▸ **THE PROBLEM**: Below are records that contain pictures; transcribe the text exactly and omit the pictures.

▸ **RECORD SET**:

******************************

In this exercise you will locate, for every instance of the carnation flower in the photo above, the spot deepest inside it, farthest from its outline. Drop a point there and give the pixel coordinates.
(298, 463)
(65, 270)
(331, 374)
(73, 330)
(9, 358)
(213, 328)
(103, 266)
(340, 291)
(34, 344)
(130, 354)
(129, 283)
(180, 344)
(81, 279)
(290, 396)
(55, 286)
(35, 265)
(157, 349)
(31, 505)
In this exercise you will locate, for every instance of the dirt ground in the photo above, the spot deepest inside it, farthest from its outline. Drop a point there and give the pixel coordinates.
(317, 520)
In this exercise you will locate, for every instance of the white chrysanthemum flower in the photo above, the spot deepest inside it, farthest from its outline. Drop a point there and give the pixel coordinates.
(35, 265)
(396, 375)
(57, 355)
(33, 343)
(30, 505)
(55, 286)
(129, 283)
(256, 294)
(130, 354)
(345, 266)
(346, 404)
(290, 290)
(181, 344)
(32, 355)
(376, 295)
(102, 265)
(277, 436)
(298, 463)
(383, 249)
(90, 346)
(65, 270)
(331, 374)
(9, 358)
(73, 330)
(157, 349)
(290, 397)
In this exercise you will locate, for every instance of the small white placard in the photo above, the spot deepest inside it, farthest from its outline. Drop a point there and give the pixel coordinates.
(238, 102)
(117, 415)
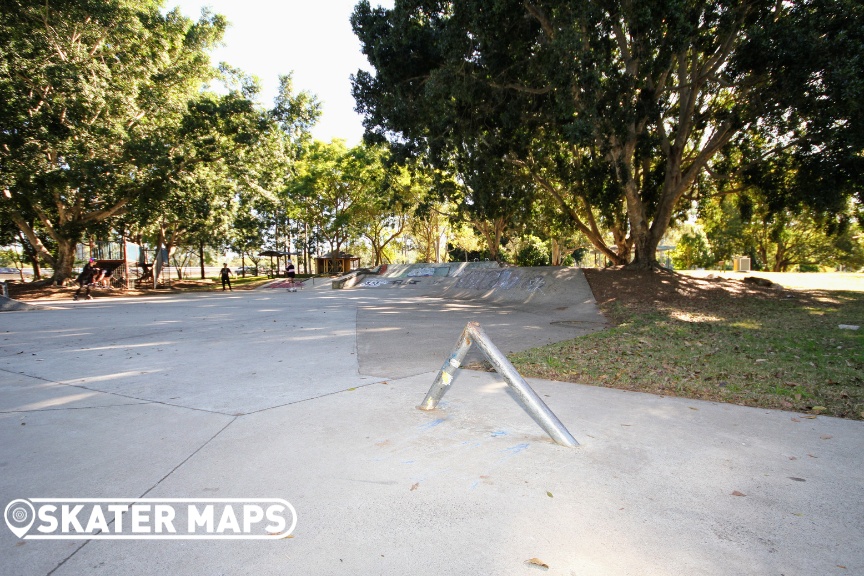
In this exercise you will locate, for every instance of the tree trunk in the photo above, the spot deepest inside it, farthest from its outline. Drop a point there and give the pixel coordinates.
(201, 257)
(64, 262)
(32, 256)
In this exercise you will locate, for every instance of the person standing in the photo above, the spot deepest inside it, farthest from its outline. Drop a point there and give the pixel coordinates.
(85, 279)
(225, 273)
(289, 272)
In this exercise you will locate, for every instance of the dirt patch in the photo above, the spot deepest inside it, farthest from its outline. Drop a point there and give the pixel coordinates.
(718, 339)
(635, 291)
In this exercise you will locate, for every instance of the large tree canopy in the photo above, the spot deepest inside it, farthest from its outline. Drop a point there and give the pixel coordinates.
(617, 108)
(92, 96)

******************************

▸ **SOLUTION**:
In this exercise you will locate, for every instance of the carnation flower in the photo above, the spot deepest inside it, farthest from its outline. Drop a point there and give the pixel coordinates.
(298, 463)
(65, 270)
(331, 374)
(73, 330)
(9, 358)
(213, 328)
(103, 266)
(340, 291)
(34, 344)
(130, 354)
(129, 283)
(180, 344)
(81, 279)
(290, 396)
(55, 286)
(35, 265)
(157, 349)
(31, 505)
In this exercise you will locate, for every instance of the dirt ground in the photo above, the spot deepest inside it, farthest from its outline. Drop a point there and give the pixel coordinates.
(317, 520)
In this exercise you will locate, for every instance of the white chrysanthemum flower in the photo above, the spot deepest inside it, farthest from its outline. Drop a point there and give the pixel coordinates.
(35, 265)
(396, 375)
(57, 355)
(33, 343)
(30, 505)
(55, 286)
(129, 283)
(256, 294)
(130, 354)
(345, 266)
(346, 404)
(290, 290)
(181, 344)
(32, 355)
(376, 295)
(102, 265)
(277, 436)
(298, 463)
(383, 249)
(90, 346)
(65, 270)
(331, 374)
(9, 358)
(73, 330)
(157, 349)
(290, 397)
In this exercise you will locate, for every instance of the small white placard in the photo above, the spot deepest inside it, farthest from its outline. Drop a point there and give the pixel coordinates.
(238, 102)
(117, 415)
In this exercise you will locate, for every instance of the tree trunk in the photo above, the spot deepest inside it, farthest from its outline. Drop a point there and give the pixel coordinates.
(201, 257)
(64, 262)
(32, 256)
In this exercise you will locate, for every instance of the person standing in the photo above, the spot deepest inside it, farthest from its outline. Drop a point there and give the pixel coordinates.
(85, 279)
(225, 273)
(289, 272)
In this exercise you will locate, for every instance of the dirt patch in the photo above, the spot deepest inside it, farthest from its outline. Drop a point there and give the pixel coordinates.
(718, 339)
(635, 291)
In this exercise you will locate, for every instance of the large tree canopy in the photo above, the spot deepest inside it, farthest from its outline. Drop a point there and give the pixel coordinates.
(617, 108)
(92, 96)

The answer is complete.